(GIVEN TEXT Opens)

But the people of Boston, who encouraged the Dorchester native and son of Irish immigrants before and during his tenure within the city’s halls of power, were on his mind — a farewell of sorts as Walsh prepares to leave his post for Washington D.C. in the coming weeks.
“The truth is I’m not going to Washington alone,” the mayor said. “I’m bringing Boston with me. This city is not just my hometown, it’s my heart.”
Addressing the city on a COVID-19 pandemic-friendly remote livestream from the recently renovated Roxbury branch of the Boston Public Library, Walsh reflected on the challenges — and successes — of a turbulent year ravaged by the coronavirus and bolstered by widespread calls for taking on systemic racism that’s long strangled the city.
In the dawn of 2021, Boston, with those issues and others still rolling on, is also now poised to undergo a leadership transition as Walsh is expected to depart his office as President-Elect Joe Biden’s pick for secretary of labor.
The mayor has already spoken to City Council President Kim Janey, who will become acting mayor — should Walsh be confirmed by the U.S. Senate — until his successor is elected.
The transition has begun, he said.
“I am confident that the operations of city government, including our COVID response, will continue smoothly,” Walsh said. “And I want you to know, the work we have done together for the past seven years has prepared Boston to build back stronger than ever.”
A teary-eyed Walsh grew emotional as he looked back across his two terms — an acknowledgment of his pending departure and possible goodbye to the city that raised him.
“I believe in Boston,” the mayor said, before taking a long pause. “This is the city that welcomed my immigrant parents. This is the city that picked me up when I needed a second chance. This is the city where I fought side by side with you for marriage equality, immigrant rights, addiction treatment, criminal justice reform, education funding, and good middle-class jobs.
“We have faced down big challenges together, just as we are doing with COVID,” he continued. “We have always prevailed, and we’re not about to give up now. In eight days, we’ll have friends and allies in the White House who believe in cities and share our values. As a member of that Administration, I will work to make sure it’s the best federal partner Boston and America’s cities ever had.”
Walsh pledged Boston will live in his heart, from his mother and father in his boyhood home on Taft Street and the teachers and clergy who guided him to “every kid I coached in Little League, CYO, or at the Little House,” he said.

(GIVEN TEXT Closes)

EXERCISE TASKS ::
[1] In the text about Mayor Walsh's address, who will become acting mayor if Walsh is confirmed by the U.S. Senate?
[2] Carry on the text about Mayor Walsh's farewell address from its last sentence.
The lines after this come from a separate source.

(GIVEN INFORMATION Opens)

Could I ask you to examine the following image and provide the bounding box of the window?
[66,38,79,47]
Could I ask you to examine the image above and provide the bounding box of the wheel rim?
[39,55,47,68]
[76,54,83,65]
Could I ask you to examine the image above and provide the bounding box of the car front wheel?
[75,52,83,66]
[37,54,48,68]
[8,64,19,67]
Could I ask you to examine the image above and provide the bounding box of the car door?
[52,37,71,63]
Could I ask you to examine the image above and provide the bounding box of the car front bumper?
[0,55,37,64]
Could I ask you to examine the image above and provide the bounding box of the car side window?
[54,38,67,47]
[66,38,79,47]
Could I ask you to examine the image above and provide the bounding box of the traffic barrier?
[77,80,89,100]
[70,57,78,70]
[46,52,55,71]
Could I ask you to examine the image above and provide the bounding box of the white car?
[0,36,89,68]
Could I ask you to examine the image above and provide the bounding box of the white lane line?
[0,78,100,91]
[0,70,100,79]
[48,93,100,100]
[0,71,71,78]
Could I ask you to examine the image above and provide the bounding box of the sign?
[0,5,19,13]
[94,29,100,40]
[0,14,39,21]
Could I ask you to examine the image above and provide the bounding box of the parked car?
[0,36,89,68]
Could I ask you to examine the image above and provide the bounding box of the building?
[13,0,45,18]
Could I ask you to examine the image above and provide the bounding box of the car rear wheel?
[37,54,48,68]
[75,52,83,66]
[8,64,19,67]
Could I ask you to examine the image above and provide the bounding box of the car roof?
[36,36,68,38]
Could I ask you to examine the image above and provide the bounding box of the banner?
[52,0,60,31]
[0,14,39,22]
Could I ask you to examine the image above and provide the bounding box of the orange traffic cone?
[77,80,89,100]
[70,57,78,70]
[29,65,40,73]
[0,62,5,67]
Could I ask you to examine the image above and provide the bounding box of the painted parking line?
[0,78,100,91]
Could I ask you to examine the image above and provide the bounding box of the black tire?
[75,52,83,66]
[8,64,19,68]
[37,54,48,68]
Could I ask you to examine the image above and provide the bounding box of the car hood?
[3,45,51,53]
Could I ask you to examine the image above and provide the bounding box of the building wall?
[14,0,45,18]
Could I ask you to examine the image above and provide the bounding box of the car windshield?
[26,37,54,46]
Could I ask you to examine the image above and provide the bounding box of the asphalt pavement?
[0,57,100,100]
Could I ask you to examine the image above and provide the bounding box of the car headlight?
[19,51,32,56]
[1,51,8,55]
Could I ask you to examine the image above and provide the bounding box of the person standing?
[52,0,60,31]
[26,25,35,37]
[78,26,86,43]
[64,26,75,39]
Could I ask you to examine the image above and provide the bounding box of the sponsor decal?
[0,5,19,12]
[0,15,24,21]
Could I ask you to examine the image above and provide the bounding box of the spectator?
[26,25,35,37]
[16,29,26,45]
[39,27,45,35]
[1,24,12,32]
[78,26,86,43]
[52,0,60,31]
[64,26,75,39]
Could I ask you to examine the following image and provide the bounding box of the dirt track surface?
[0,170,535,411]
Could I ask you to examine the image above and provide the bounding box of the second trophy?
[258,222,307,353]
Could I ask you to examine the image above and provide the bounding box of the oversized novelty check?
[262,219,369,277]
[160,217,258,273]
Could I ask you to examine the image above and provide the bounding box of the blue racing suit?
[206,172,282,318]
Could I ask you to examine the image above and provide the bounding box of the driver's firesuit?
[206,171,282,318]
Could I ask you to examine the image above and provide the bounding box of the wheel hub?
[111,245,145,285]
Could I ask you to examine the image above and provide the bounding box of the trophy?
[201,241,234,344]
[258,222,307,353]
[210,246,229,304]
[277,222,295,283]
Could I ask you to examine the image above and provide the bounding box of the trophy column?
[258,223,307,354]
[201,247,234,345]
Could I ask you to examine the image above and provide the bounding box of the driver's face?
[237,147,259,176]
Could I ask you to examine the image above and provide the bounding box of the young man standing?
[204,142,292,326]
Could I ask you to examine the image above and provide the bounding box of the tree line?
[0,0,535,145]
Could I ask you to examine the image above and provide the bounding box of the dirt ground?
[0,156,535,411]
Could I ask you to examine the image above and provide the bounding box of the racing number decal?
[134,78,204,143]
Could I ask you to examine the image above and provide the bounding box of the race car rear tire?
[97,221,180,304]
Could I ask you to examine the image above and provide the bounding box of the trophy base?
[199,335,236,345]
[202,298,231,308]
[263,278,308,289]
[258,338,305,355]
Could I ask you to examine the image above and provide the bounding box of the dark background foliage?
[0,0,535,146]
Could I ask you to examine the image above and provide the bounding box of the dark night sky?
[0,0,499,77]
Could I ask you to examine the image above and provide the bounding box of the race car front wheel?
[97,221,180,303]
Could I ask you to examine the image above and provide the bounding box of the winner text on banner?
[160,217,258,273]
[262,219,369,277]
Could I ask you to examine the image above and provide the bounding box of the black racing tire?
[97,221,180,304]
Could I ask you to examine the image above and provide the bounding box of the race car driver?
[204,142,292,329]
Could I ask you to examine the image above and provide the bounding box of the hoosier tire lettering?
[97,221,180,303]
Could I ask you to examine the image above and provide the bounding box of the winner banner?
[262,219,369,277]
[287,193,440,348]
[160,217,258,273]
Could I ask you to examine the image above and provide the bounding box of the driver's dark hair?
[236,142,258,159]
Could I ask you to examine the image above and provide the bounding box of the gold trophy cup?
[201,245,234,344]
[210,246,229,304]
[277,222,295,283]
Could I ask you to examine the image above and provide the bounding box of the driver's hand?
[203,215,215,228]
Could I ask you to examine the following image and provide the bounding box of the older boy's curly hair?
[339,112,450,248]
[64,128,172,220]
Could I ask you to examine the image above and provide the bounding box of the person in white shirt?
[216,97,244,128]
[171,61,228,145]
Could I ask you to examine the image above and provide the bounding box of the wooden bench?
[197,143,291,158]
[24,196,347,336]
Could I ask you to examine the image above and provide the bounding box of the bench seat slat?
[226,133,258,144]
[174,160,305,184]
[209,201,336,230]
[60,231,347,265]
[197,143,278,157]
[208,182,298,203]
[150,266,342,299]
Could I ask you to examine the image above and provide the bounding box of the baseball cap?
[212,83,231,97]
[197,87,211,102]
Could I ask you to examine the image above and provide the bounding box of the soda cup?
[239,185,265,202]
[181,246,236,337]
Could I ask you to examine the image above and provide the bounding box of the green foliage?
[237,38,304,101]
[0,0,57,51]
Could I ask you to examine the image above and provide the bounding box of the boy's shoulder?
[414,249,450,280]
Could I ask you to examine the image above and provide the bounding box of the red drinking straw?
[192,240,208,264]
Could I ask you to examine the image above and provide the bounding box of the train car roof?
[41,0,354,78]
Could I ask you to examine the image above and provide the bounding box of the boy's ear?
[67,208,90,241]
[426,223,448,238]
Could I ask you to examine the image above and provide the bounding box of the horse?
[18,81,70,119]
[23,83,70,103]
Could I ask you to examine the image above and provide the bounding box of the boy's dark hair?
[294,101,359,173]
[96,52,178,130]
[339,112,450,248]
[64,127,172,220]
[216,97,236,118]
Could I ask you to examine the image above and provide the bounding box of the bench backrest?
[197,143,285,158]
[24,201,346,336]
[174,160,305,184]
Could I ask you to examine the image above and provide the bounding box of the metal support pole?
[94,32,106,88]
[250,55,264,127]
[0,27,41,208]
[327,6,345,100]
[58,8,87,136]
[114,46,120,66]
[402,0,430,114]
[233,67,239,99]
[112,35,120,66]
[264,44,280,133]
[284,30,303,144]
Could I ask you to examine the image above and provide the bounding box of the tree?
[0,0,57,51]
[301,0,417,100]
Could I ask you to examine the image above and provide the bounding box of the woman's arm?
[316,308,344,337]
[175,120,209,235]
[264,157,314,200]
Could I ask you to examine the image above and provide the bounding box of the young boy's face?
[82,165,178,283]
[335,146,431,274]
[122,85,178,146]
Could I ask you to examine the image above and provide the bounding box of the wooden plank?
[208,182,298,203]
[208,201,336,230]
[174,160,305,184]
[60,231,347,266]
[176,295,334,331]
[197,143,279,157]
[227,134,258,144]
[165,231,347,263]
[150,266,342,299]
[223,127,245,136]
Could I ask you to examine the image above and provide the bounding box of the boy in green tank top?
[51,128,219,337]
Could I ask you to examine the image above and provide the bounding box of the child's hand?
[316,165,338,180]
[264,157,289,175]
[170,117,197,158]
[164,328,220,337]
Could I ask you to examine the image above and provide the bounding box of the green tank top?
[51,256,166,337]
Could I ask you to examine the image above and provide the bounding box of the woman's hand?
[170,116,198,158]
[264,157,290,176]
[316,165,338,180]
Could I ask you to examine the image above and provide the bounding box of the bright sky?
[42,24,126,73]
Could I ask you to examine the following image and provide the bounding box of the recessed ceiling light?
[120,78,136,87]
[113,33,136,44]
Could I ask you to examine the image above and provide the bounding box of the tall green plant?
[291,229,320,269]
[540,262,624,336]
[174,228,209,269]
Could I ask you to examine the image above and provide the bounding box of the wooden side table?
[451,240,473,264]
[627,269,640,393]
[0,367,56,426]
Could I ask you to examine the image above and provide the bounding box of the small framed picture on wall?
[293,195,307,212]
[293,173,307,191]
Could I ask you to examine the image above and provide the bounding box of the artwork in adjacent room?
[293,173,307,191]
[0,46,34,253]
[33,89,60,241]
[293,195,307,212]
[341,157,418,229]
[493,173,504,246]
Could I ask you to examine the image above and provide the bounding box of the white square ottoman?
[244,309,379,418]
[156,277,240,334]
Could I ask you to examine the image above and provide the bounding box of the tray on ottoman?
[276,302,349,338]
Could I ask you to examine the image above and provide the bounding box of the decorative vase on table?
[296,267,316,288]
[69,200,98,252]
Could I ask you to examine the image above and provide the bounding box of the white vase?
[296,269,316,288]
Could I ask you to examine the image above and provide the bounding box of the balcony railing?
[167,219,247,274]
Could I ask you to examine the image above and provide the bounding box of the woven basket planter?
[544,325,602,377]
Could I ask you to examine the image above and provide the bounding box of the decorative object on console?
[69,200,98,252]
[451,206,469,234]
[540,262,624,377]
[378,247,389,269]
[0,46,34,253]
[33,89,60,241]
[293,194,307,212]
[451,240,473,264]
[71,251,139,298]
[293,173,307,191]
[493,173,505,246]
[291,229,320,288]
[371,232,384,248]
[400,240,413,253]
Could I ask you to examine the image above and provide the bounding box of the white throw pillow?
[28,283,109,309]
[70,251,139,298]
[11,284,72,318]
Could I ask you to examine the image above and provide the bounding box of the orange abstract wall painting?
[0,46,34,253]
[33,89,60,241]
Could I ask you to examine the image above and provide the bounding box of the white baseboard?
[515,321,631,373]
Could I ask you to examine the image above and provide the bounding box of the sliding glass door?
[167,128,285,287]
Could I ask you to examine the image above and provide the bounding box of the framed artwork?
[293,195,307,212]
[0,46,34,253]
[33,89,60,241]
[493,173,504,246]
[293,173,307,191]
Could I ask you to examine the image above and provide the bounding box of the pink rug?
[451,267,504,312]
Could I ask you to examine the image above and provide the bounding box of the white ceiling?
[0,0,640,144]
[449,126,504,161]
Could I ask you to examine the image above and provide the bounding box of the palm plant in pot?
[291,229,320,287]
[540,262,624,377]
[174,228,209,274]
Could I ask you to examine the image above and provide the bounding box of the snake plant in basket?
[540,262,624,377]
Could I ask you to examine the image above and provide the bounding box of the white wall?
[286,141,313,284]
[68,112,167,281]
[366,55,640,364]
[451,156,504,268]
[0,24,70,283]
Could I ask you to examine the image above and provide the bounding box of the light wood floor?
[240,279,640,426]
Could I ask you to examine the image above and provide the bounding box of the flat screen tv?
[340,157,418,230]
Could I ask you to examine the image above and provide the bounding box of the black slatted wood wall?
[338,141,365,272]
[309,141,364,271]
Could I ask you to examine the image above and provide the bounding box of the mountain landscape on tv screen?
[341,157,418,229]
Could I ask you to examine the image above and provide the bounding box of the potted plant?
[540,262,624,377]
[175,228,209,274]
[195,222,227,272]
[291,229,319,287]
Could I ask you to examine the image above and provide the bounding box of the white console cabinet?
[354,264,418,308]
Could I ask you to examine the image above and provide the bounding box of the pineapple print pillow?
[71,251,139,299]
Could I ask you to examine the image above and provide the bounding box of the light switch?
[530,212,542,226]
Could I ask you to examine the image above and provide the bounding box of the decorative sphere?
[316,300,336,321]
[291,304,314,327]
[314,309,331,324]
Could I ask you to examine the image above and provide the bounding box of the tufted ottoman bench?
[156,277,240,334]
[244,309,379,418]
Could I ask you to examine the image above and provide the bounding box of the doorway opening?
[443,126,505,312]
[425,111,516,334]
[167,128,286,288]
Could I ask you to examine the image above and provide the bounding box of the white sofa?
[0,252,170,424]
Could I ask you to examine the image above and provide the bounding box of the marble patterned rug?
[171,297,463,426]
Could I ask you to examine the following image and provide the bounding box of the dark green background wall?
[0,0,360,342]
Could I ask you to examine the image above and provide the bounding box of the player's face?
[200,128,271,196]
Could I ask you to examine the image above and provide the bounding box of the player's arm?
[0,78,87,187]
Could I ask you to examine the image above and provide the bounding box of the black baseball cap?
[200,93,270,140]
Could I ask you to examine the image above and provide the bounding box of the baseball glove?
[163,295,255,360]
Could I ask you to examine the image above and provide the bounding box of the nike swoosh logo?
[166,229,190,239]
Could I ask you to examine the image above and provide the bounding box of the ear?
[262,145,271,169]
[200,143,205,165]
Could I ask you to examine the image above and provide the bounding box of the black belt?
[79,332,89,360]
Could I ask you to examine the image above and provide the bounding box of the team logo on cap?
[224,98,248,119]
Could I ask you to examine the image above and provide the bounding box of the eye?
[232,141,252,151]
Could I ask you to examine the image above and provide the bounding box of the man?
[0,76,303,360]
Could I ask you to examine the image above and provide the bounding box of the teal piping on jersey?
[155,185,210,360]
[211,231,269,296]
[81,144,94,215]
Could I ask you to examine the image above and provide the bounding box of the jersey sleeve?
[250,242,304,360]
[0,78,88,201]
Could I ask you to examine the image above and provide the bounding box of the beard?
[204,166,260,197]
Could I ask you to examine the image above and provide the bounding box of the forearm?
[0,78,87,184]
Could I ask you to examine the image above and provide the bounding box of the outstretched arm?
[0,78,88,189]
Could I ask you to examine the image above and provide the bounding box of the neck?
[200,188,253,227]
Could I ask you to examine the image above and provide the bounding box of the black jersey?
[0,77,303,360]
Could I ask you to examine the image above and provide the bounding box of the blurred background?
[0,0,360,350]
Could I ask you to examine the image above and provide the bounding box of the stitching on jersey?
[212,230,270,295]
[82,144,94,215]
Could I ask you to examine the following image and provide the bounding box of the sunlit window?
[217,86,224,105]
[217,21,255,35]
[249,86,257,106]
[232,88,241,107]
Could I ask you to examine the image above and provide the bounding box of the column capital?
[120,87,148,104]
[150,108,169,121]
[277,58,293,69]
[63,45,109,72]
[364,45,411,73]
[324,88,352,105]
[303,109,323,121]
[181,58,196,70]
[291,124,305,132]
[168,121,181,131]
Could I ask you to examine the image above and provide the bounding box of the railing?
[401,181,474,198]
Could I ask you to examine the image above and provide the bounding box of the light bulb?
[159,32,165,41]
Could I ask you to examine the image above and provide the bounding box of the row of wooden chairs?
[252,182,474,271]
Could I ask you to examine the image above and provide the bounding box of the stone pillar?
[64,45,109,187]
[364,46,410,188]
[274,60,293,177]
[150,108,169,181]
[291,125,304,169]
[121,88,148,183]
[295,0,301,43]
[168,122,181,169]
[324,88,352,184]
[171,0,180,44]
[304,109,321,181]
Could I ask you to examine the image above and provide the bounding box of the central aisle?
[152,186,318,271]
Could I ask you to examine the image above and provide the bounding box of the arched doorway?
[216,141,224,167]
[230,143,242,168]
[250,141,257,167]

(GIVEN INFORMATION Closes)

RESPONSES BY TASK ::
[1] City Council President Kim Janey.

[2]
“In the end, I carry with me the people of Boston, from every neighborhood: every child who shared a dream with me; every senior who shared a memory; every business owner who welcomed me in; every nonprofit or community leader I worked with; and everyone watching right now who cares about their family and the future of this city,” Walsh said.
“Seven years ago, at my first inauguration, I said, ‘I will listen, I will learn, I will lead. We are sworn in together and we are in this together – all of us.’ I meant it,” he added. “Every minute of every day in this job, I spent listening to you, learning from you, working with you and working for you. I will never forget it, and I will forever be grateful.”
At times within his 22-minute speech, Walsh touched on the city’s response to the ongoing health crisis, recalling “decisions I never thought I’d have to make,” such as closing schools, converting a convention center into a field hospital, and calling off the Boston Marathon for the first time ever. As of Tuesday, 1,060 residents had died from COVID-19, he remarked.
Other difficult decisions lie ahead, he said. But he also outlined priorities to help provide vaccine access, to have students safely return to Boston Public Schools, and to build back Boston’s economy, touting that the city still managed to create potentially 35,000 new jobs in 2020.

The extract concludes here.